§ **Instructions for the task**
Rescale everything in the material from the line containing "Shelf audit: locate every instance of the second" down to the line containing "(1129, 336)", both lines included. Reproduce only those lines, requests too, and multiply each coordinate in the answers by 1.1, rounding to the nearest whole number with halves rounded up.

§ **Records to process**
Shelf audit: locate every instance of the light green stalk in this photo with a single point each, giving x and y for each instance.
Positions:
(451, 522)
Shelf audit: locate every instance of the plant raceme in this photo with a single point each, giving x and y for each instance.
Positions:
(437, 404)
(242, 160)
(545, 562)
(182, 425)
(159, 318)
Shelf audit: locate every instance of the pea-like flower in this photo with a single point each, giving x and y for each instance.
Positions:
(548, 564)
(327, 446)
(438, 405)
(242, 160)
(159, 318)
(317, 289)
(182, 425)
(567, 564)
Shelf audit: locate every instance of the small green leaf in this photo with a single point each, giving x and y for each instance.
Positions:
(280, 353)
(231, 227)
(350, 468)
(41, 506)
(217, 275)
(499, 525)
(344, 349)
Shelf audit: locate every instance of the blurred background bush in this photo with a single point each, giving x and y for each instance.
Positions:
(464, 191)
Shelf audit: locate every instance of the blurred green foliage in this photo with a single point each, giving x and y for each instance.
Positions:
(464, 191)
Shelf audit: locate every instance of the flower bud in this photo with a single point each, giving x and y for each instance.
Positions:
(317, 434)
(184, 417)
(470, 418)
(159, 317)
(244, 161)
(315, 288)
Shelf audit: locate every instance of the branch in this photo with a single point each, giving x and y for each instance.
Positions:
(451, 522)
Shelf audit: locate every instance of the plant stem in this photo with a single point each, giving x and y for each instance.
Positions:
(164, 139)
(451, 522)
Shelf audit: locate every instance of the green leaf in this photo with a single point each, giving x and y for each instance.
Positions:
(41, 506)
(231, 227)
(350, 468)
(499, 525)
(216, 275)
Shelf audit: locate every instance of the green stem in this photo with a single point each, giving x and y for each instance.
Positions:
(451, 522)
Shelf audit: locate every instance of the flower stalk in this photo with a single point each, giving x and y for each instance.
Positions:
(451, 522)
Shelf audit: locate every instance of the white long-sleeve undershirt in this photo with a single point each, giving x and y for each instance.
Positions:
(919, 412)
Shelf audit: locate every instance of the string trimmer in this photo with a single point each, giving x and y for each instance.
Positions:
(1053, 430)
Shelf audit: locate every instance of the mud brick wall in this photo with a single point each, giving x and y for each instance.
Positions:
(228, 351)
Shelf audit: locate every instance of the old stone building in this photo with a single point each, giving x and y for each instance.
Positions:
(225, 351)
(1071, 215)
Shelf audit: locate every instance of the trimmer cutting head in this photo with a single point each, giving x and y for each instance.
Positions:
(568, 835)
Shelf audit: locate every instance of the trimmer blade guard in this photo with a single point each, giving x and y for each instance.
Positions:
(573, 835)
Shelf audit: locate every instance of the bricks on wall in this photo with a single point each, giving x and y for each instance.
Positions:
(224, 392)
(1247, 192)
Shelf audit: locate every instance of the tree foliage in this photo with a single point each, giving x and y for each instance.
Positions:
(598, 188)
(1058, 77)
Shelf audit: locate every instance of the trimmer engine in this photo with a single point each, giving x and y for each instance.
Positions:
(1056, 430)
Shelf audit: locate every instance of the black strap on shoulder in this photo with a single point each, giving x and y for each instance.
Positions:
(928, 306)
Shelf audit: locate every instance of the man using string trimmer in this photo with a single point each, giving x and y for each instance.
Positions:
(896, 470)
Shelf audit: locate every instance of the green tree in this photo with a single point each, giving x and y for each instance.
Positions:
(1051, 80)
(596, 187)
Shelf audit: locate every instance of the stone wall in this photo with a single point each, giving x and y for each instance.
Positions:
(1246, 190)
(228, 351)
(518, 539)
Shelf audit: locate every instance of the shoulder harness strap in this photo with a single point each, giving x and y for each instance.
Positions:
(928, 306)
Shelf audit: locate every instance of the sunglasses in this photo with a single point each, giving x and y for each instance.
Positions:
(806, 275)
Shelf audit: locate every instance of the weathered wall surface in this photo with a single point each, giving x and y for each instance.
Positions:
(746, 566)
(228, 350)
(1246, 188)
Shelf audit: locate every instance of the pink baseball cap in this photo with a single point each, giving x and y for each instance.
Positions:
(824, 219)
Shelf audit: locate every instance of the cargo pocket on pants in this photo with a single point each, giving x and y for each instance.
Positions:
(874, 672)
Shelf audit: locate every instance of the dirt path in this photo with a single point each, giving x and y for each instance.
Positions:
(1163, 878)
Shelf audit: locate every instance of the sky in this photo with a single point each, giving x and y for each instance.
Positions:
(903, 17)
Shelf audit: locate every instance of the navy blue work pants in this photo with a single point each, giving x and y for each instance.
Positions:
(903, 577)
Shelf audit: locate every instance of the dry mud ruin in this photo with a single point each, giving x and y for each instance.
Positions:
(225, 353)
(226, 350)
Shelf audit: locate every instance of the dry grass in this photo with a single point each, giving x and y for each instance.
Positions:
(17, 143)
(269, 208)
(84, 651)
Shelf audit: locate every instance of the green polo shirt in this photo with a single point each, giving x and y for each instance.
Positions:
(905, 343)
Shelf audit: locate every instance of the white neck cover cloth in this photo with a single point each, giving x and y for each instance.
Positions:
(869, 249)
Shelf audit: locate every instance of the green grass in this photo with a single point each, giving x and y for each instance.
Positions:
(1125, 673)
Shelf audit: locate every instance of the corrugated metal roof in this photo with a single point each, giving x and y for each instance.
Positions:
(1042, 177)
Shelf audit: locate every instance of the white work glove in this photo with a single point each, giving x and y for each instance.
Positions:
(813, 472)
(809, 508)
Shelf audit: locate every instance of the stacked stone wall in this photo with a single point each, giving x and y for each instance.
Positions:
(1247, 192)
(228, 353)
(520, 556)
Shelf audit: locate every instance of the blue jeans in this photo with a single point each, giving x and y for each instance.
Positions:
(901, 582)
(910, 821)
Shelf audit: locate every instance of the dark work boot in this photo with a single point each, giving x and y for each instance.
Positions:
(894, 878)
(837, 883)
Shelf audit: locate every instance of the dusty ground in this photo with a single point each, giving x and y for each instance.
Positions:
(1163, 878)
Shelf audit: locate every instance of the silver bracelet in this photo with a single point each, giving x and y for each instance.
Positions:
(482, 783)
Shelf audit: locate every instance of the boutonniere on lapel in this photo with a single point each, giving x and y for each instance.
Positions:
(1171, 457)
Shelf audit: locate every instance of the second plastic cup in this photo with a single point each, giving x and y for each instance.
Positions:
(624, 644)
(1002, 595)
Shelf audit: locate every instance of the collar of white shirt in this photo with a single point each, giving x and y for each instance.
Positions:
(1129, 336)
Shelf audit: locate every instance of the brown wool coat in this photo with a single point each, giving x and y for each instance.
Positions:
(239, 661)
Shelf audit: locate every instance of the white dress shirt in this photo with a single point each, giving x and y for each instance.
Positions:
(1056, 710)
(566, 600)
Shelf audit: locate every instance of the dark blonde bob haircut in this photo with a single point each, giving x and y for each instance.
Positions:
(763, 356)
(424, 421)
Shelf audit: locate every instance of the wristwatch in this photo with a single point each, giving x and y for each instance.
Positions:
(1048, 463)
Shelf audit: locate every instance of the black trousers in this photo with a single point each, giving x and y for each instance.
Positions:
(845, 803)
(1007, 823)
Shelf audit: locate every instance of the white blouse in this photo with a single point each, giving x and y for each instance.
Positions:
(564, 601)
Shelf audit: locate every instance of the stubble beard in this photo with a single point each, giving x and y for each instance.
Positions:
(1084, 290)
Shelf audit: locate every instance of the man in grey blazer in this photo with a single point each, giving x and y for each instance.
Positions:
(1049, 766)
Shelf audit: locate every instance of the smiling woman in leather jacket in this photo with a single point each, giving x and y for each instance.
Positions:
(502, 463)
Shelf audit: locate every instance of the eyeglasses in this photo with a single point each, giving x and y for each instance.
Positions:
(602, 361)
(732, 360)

§ **Response to the task**
Shelf audit: locate every instance of the second plastic cup in this photo with a single point each, giving x and y for each instance.
Positions:
(686, 708)
(1102, 655)
Shelf audit: locate every instance of the collar of white shirt in this photo with a single point each, giving x and y for each instance.
Positions:
(1242, 370)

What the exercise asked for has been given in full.